↓↓↓
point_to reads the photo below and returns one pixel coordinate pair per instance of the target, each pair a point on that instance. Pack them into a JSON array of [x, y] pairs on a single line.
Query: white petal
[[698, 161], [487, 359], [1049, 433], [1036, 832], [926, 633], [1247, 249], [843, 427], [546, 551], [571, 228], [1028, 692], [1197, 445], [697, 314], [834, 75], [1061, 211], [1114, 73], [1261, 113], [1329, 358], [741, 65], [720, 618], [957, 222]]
↑↑↑
↓↓↓
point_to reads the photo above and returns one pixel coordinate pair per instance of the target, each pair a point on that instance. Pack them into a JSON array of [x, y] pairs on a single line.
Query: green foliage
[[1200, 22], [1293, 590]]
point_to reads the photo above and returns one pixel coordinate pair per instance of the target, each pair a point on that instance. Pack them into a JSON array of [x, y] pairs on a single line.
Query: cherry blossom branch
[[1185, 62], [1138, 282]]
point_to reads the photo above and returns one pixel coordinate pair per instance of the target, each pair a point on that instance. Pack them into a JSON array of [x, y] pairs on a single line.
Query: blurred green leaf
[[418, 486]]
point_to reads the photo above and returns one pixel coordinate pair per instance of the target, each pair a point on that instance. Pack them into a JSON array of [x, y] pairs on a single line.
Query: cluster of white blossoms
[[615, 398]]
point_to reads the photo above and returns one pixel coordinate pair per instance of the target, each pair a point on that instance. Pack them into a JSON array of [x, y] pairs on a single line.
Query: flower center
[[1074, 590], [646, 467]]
↑↑↑
Task brief:
Can you write out, word for word, the data from the line containing "point_to reads the photo below" through the line containing "Query: white petal", with both of those lines included?

Solution to the problem:
point_to reads the photo below and returns one pixel coordinate pair per instance of the target, each pair a point on that instance. Pack them into a JSON array of [x, y] pairs on a single line.
Query: white petal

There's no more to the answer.